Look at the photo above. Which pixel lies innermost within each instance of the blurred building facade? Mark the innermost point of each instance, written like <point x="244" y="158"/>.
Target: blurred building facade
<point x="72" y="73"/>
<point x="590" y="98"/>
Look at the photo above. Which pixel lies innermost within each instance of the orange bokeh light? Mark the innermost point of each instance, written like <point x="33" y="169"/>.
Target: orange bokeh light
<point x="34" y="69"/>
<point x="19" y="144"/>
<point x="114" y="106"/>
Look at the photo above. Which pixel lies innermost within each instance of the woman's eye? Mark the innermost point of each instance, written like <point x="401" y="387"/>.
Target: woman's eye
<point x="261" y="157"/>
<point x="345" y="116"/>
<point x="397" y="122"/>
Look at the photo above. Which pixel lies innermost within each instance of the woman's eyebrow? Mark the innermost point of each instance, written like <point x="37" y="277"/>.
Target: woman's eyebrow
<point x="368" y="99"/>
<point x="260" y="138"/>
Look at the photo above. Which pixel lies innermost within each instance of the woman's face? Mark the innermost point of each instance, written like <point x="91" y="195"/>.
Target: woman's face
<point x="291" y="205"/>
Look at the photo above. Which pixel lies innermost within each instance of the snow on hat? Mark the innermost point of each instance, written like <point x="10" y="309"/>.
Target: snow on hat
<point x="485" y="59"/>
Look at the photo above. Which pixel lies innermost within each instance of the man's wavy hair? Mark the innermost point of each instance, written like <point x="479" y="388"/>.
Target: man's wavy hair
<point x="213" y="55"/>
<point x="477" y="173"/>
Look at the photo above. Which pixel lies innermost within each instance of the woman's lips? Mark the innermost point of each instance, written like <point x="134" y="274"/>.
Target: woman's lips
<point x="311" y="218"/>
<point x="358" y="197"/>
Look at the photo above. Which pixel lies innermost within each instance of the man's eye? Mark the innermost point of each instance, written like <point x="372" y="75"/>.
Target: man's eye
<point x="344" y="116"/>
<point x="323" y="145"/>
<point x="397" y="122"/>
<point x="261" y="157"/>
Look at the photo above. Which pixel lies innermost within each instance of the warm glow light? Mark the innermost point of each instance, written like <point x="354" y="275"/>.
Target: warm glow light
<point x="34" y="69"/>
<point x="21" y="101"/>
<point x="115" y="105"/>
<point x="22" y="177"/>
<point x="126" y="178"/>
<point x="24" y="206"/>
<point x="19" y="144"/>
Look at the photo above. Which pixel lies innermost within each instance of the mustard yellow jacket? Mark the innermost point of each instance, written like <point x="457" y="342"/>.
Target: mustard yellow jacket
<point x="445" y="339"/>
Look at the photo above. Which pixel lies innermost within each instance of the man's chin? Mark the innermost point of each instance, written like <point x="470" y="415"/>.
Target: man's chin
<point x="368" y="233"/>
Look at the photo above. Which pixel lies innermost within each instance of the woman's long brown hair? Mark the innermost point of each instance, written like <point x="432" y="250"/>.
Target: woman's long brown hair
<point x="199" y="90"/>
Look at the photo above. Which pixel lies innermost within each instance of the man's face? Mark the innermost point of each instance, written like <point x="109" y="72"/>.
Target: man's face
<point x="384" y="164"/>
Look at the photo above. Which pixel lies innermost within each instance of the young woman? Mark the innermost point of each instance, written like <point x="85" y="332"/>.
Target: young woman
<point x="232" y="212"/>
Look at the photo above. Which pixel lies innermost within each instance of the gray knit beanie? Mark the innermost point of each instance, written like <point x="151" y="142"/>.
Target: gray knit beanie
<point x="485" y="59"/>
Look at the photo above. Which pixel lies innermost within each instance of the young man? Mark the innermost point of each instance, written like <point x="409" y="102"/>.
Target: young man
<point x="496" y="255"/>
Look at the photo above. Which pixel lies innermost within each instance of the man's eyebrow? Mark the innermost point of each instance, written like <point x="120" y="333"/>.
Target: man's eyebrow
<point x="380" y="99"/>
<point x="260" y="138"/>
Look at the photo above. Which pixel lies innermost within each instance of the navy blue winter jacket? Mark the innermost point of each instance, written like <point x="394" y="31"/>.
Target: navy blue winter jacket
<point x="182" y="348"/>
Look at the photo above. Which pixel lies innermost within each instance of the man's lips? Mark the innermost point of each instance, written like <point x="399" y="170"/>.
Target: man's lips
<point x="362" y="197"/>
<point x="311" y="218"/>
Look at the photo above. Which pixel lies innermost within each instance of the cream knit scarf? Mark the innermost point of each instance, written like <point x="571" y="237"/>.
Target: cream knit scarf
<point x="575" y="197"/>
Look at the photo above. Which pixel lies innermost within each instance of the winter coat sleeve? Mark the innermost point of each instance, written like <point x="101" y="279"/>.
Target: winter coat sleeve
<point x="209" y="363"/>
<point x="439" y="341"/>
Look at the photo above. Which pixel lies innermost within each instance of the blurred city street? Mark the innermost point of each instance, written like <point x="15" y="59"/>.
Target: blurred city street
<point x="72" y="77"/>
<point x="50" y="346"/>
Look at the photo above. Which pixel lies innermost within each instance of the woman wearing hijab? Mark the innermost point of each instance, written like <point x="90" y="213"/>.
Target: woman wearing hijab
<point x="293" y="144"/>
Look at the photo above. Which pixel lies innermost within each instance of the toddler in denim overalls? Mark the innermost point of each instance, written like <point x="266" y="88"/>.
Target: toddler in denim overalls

════════

* WORK INSTRUCTION
Lines that contain the string "overalls" should be copied from the material above.

* EXERCISE RESPONSE
Look at the photo above. Which pixel lies innermost within each instance of the toddler in denim overalls? Mark the innermost point of each instance, written like <point x="266" y="88"/>.
Target: toddler in denim overalls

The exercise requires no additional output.